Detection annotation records

+--

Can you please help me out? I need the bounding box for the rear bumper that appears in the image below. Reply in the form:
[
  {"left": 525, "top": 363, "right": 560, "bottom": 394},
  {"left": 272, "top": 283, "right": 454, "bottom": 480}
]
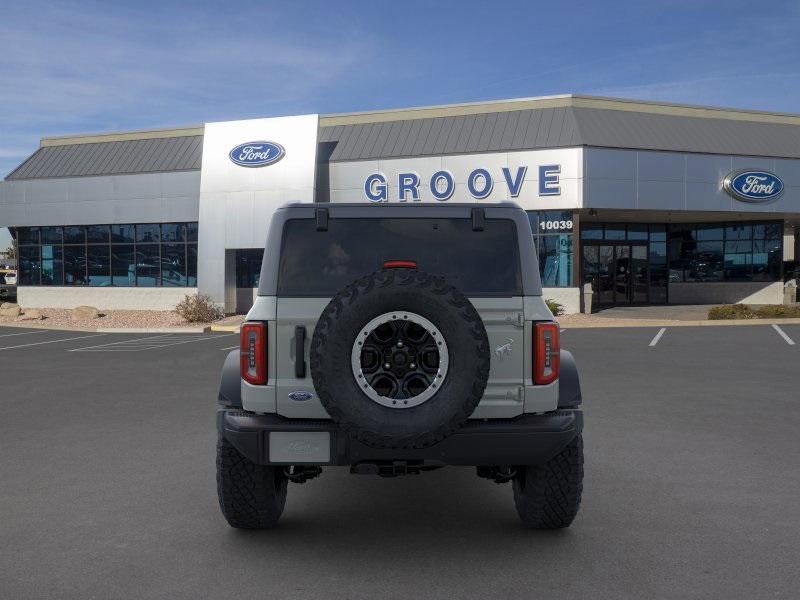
[{"left": 217, "top": 408, "right": 583, "bottom": 466}]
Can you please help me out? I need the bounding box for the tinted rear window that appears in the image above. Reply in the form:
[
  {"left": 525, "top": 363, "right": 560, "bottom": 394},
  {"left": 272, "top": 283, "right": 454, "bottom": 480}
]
[{"left": 278, "top": 219, "right": 522, "bottom": 296}]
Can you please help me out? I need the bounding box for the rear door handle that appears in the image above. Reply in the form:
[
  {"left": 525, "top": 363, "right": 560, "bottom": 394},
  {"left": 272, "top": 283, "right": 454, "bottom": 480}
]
[{"left": 294, "top": 325, "right": 306, "bottom": 379}]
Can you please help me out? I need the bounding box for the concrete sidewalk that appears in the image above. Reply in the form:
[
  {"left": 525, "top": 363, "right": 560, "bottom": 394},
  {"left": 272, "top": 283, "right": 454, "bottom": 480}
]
[{"left": 556, "top": 304, "right": 800, "bottom": 328}]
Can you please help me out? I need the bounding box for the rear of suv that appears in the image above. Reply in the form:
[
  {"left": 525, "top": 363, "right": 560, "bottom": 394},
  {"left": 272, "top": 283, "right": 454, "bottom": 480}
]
[{"left": 217, "top": 203, "right": 583, "bottom": 529}]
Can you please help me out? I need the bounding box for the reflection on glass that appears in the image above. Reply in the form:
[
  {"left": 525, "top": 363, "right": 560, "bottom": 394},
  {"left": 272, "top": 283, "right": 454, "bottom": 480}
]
[
  {"left": 136, "top": 244, "right": 161, "bottom": 287},
  {"left": 111, "top": 244, "right": 136, "bottom": 287},
  {"left": 87, "top": 245, "right": 111, "bottom": 287}
]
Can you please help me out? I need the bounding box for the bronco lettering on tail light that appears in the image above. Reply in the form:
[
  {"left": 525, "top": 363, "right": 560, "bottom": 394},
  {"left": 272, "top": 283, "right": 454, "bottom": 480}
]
[
  {"left": 533, "top": 323, "right": 561, "bottom": 385},
  {"left": 239, "top": 322, "right": 267, "bottom": 385}
]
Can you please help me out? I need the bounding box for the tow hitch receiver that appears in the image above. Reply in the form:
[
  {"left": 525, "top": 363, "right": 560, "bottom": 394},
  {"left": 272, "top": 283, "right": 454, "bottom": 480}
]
[{"left": 350, "top": 460, "right": 440, "bottom": 477}]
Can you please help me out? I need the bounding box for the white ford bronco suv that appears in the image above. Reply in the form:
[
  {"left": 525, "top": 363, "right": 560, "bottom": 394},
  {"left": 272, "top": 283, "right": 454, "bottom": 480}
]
[{"left": 217, "top": 203, "right": 583, "bottom": 529}]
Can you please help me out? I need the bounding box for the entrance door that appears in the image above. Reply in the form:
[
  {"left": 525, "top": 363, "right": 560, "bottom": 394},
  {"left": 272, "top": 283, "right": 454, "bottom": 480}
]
[{"left": 583, "top": 242, "right": 648, "bottom": 306}]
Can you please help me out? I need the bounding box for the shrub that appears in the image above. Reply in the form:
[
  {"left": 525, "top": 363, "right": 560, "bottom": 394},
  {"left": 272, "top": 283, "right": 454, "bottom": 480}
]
[
  {"left": 175, "top": 294, "right": 222, "bottom": 323},
  {"left": 544, "top": 298, "right": 564, "bottom": 317},
  {"left": 708, "top": 304, "right": 758, "bottom": 321}
]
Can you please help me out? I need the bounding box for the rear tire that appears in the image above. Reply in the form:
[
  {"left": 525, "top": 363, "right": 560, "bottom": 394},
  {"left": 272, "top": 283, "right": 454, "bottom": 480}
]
[
  {"left": 217, "top": 435, "right": 287, "bottom": 529},
  {"left": 514, "top": 434, "right": 583, "bottom": 529}
]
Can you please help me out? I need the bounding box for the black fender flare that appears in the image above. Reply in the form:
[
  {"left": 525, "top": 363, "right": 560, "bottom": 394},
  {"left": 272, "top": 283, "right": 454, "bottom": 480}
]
[
  {"left": 558, "top": 350, "right": 583, "bottom": 408},
  {"left": 217, "top": 349, "right": 242, "bottom": 408}
]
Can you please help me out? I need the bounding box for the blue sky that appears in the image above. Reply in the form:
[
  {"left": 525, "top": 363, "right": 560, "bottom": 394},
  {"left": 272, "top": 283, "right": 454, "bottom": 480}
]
[{"left": 0, "top": 0, "right": 800, "bottom": 245}]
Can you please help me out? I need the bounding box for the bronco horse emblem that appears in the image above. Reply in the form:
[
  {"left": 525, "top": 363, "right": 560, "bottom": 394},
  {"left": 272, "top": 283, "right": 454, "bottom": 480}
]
[{"left": 494, "top": 338, "right": 514, "bottom": 360}]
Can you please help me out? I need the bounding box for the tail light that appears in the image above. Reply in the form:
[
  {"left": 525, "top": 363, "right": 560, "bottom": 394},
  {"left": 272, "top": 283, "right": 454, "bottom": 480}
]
[
  {"left": 533, "top": 323, "right": 561, "bottom": 385},
  {"left": 383, "top": 260, "right": 417, "bottom": 269},
  {"left": 239, "top": 323, "right": 267, "bottom": 385}
]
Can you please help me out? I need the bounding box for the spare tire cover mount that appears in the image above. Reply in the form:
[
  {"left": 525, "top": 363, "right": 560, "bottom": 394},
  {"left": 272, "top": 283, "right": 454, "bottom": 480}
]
[{"left": 351, "top": 311, "right": 450, "bottom": 409}]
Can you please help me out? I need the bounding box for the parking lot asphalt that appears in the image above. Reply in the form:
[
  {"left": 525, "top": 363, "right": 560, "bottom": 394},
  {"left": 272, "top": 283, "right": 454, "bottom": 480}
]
[{"left": 0, "top": 325, "right": 800, "bottom": 600}]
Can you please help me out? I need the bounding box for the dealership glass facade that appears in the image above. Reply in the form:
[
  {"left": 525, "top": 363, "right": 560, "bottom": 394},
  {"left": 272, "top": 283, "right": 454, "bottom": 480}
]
[
  {"left": 528, "top": 210, "right": 575, "bottom": 287},
  {"left": 669, "top": 221, "right": 783, "bottom": 281},
  {"left": 580, "top": 221, "right": 783, "bottom": 305},
  {"left": 16, "top": 223, "right": 197, "bottom": 287}
]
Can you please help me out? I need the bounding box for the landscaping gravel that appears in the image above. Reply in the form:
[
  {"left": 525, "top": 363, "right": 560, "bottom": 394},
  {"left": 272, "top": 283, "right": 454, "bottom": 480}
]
[{"left": 0, "top": 308, "right": 244, "bottom": 330}]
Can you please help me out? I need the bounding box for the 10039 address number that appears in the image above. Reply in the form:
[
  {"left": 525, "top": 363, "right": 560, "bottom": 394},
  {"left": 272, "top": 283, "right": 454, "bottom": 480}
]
[{"left": 539, "top": 219, "right": 572, "bottom": 231}]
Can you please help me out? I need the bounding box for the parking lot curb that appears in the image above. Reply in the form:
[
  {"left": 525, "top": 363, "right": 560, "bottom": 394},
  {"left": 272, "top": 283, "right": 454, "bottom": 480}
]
[
  {"left": 94, "top": 327, "right": 210, "bottom": 333},
  {"left": 556, "top": 319, "right": 800, "bottom": 329},
  {"left": 210, "top": 324, "right": 240, "bottom": 333}
]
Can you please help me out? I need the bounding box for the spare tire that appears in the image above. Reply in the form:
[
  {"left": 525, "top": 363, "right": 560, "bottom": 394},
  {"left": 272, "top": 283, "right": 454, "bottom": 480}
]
[{"left": 310, "top": 268, "right": 490, "bottom": 448}]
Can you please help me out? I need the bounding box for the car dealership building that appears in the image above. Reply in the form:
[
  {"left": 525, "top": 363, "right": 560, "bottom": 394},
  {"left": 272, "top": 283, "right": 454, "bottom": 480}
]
[{"left": 0, "top": 95, "right": 800, "bottom": 312}]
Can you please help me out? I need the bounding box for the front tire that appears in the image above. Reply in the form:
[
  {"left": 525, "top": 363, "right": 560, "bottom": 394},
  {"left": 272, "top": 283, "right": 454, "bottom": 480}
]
[
  {"left": 217, "top": 435, "right": 288, "bottom": 529},
  {"left": 514, "top": 434, "right": 583, "bottom": 529}
]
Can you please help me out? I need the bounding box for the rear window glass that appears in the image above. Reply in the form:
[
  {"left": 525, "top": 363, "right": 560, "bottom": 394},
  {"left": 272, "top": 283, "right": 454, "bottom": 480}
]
[{"left": 278, "top": 218, "right": 522, "bottom": 296}]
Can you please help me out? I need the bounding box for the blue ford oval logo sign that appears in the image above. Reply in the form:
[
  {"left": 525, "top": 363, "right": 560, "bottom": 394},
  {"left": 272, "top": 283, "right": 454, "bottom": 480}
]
[
  {"left": 228, "top": 142, "right": 286, "bottom": 167},
  {"left": 722, "top": 169, "right": 783, "bottom": 202}
]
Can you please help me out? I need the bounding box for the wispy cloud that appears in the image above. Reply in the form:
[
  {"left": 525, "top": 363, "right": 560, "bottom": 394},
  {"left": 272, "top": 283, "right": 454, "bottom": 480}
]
[{"left": 0, "top": 3, "right": 369, "bottom": 172}]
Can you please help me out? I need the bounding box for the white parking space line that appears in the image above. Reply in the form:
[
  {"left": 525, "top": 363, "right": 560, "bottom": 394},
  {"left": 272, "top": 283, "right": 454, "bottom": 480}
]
[
  {"left": 0, "top": 329, "right": 50, "bottom": 337},
  {"left": 70, "top": 333, "right": 238, "bottom": 352},
  {"left": 650, "top": 327, "right": 667, "bottom": 348},
  {"left": 70, "top": 333, "right": 175, "bottom": 352},
  {"left": 0, "top": 333, "right": 106, "bottom": 350},
  {"left": 772, "top": 325, "right": 794, "bottom": 346}
]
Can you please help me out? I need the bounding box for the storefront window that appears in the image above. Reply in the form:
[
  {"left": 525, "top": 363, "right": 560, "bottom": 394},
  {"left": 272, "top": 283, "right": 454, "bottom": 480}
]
[
  {"left": 528, "top": 210, "right": 575, "bottom": 287},
  {"left": 236, "top": 249, "right": 264, "bottom": 288},
  {"left": 86, "top": 245, "right": 111, "bottom": 287},
  {"left": 669, "top": 222, "right": 783, "bottom": 282},
  {"left": 111, "top": 246, "right": 136, "bottom": 287},
  {"left": 161, "top": 244, "right": 186, "bottom": 287},
  {"left": 16, "top": 223, "right": 197, "bottom": 287},
  {"left": 42, "top": 245, "right": 64, "bottom": 285}
]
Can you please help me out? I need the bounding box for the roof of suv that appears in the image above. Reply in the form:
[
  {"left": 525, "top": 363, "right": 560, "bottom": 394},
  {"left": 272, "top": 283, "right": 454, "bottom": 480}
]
[{"left": 258, "top": 202, "right": 542, "bottom": 296}]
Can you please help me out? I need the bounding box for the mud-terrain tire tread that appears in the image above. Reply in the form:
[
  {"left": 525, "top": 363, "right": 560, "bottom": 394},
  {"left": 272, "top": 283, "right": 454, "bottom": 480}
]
[
  {"left": 310, "top": 269, "right": 490, "bottom": 449},
  {"left": 514, "top": 434, "right": 583, "bottom": 529},
  {"left": 217, "top": 435, "right": 287, "bottom": 529}
]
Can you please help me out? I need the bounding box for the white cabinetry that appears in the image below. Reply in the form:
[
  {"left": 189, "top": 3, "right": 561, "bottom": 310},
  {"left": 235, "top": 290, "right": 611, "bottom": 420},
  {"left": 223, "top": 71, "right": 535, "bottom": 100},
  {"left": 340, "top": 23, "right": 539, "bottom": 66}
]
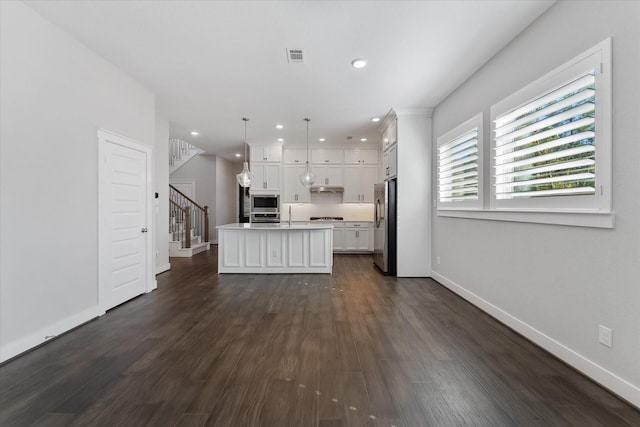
[
  {"left": 344, "top": 222, "right": 371, "bottom": 252},
  {"left": 382, "top": 117, "right": 398, "bottom": 151},
  {"left": 250, "top": 145, "right": 282, "bottom": 193},
  {"left": 311, "top": 148, "right": 344, "bottom": 165},
  {"left": 333, "top": 229, "right": 344, "bottom": 252},
  {"left": 381, "top": 144, "right": 398, "bottom": 181},
  {"left": 217, "top": 224, "right": 333, "bottom": 274},
  {"left": 344, "top": 150, "right": 378, "bottom": 165},
  {"left": 282, "top": 165, "right": 310, "bottom": 203},
  {"left": 251, "top": 163, "right": 280, "bottom": 192},
  {"left": 251, "top": 146, "right": 282, "bottom": 163},
  {"left": 312, "top": 164, "right": 344, "bottom": 186},
  {"left": 283, "top": 148, "right": 311, "bottom": 165},
  {"left": 342, "top": 165, "right": 378, "bottom": 203}
]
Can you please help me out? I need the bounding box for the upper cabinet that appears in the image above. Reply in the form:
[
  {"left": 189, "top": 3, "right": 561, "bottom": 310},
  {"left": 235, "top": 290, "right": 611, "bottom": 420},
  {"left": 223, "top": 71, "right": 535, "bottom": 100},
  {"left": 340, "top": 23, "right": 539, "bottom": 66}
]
[
  {"left": 380, "top": 116, "right": 398, "bottom": 180},
  {"left": 344, "top": 150, "right": 378, "bottom": 165},
  {"left": 251, "top": 146, "right": 282, "bottom": 163},
  {"left": 311, "top": 148, "right": 344, "bottom": 165},
  {"left": 284, "top": 149, "right": 307, "bottom": 165},
  {"left": 251, "top": 163, "right": 280, "bottom": 193},
  {"left": 342, "top": 165, "right": 378, "bottom": 203},
  {"left": 382, "top": 144, "right": 398, "bottom": 181},
  {"left": 282, "top": 165, "right": 309, "bottom": 203},
  {"left": 382, "top": 117, "right": 398, "bottom": 151}
]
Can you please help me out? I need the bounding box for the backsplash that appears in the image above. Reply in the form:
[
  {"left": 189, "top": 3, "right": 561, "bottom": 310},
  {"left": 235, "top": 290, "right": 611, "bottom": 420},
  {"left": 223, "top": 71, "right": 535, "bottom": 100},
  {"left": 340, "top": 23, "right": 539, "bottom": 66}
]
[{"left": 280, "top": 194, "right": 373, "bottom": 221}]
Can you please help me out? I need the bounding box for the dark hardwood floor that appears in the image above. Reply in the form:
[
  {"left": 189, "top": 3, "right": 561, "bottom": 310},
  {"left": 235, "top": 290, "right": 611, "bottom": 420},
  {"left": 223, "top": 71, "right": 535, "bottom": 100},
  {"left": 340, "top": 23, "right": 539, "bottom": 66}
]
[{"left": 0, "top": 250, "right": 640, "bottom": 427}]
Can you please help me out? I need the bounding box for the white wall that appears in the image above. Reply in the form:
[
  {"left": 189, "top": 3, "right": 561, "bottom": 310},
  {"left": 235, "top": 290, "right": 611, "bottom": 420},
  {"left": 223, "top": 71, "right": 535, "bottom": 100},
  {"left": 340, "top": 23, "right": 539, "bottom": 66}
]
[
  {"left": 0, "top": 1, "right": 154, "bottom": 360},
  {"left": 433, "top": 1, "right": 640, "bottom": 406},
  {"left": 218, "top": 157, "right": 242, "bottom": 243},
  {"left": 153, "top": 111, "right": 171, "bottom": 274},
  {"left": 169, "top": 154, "right": 216, "bottom": 241}
]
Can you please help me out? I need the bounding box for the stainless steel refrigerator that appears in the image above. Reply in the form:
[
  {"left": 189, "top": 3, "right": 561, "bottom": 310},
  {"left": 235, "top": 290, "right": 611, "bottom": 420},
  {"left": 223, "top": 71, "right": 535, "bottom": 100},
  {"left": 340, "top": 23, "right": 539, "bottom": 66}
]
[{"left": 373, "top": 179, "right": 397, "bottom": 276}]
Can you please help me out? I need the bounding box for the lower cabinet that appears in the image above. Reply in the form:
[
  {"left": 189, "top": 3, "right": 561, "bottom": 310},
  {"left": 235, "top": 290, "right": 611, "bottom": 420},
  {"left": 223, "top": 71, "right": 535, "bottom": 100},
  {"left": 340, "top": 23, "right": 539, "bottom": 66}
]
[
  {"left": 333, "top": 221, "right": 373, "bottom": 253},
  {"left": 333, "top": 229, "right": 344, "bottom": 252},
  {"left": 218, "top": 228, "right": 333, "bottom": 273}
]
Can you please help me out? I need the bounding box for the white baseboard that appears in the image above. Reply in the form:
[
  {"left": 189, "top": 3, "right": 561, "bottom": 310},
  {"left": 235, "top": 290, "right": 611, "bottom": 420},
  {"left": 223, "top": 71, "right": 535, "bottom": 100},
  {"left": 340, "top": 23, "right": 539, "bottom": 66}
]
[
  {"left": 156, "top": 262, "right": 171, "bottom": 274},
  {"left": 432, "top": 271, "right": 640, "bottom": 408},
  {"left": 0, "top": 306, "right": 104, "bottom": 363}
]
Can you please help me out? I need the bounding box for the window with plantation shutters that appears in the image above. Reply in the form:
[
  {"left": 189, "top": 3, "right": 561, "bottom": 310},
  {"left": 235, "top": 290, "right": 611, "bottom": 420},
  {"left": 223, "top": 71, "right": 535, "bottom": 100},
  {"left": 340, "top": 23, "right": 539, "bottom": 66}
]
[
  {"left": 491, "top": 38, "right": 611, "bottom": 214},
  {"left": 493, "top": 70, "right": 596, "bottom": 199},
  {"left": 437, "top": 115, "right": 482, "bottom": 209}
]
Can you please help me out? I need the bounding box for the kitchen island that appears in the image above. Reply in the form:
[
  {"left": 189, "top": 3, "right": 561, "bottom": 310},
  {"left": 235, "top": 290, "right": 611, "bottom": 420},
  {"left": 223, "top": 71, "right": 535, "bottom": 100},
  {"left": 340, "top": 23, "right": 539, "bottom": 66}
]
[{"left": 216, "top": 223, "right": 333, "bottom": 274}]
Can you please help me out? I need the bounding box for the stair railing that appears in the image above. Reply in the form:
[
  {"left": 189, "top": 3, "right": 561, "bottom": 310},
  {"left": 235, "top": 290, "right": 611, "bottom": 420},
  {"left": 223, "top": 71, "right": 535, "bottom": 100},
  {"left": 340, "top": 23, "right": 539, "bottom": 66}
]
[
  {"left": 169, "top": 184, "right": 209, "bottom": 248},
  {"left": 169, "top": 138, "right": 198, "bottom": 166}
]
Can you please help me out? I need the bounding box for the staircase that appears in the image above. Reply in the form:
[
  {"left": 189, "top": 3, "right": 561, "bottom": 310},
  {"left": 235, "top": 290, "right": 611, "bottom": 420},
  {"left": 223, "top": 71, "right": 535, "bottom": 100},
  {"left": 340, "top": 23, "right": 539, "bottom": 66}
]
[{"left": 169, "top": 185, "right": 210, "bottom": 258}]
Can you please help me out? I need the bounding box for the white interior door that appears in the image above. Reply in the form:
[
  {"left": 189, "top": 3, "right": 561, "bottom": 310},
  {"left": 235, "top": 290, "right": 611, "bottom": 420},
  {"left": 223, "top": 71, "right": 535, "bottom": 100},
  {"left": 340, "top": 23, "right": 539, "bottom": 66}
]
[{"left": 98, "top": 131, "right": 152, "bottom": 311}]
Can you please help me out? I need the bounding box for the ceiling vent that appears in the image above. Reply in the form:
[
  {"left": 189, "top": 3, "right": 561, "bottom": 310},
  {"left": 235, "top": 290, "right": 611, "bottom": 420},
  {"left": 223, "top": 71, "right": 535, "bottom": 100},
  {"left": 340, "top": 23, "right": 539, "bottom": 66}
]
[{"left": 287, "top": 49, "right": 304, "bottom": 64}]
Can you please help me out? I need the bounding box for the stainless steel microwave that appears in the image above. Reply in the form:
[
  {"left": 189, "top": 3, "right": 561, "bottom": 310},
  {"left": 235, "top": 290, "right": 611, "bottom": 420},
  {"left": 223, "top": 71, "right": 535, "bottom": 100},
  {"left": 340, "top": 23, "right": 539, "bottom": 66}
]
[{"left": 251, "top": 194, "right": 280, "bottom": 213}]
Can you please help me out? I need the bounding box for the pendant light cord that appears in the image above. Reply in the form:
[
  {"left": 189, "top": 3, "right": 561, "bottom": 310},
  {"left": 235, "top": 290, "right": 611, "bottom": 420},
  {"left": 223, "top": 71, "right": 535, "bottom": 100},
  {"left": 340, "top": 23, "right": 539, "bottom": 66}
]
[
  {"left": 304, "top": 117, "right": 311, "bottom": 164},
  {"left": 242, "top": 117, "right": 249, "bottom": 162}
]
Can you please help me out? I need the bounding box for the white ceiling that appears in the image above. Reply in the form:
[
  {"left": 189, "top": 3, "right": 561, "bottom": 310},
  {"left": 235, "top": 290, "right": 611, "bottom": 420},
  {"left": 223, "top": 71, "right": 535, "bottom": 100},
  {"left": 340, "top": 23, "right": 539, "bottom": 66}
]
[{"left": 27, "top": 0, "right": 554, "bottom": 159}]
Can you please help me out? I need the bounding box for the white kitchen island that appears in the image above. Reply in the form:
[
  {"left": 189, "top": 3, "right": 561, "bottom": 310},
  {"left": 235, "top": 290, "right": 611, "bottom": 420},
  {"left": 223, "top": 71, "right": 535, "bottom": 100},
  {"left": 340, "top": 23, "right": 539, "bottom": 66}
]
[{"left": 216, "top": 223, "right": 333, "bottom": 274}]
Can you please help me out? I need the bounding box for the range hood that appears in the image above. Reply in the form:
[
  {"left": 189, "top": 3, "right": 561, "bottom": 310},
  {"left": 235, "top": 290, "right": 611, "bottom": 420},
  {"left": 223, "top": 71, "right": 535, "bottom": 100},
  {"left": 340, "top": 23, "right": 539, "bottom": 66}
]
[{"left": 309, "top": 185, "right": 344, "bottom": 193}]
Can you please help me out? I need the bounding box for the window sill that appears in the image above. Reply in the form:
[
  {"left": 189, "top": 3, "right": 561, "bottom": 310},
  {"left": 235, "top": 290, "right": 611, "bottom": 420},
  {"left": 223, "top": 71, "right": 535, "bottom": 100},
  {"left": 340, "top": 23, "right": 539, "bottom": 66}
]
[{"left": 436, "top": 209, "right": 615, "bottom": 228}]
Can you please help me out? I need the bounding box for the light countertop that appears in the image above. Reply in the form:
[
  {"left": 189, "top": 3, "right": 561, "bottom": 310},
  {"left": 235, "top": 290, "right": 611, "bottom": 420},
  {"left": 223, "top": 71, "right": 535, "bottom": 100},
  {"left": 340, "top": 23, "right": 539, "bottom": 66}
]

+--

- _Given task_
Gather every line of the entries that contains the string "glass", and treat uppercase and lowercase as different.

- _Answer to the task_
Can you please help me out? I need the bounding box for the reflection on glass that appears in the image above. Reply in the form:
Can you please help me out? I need the bounding box for the dealership glass facade that appears in the image above. Reply in the form:
Can you please help me out? I need the bounding box for the rear window glass that appears in the image above. Reply in the form:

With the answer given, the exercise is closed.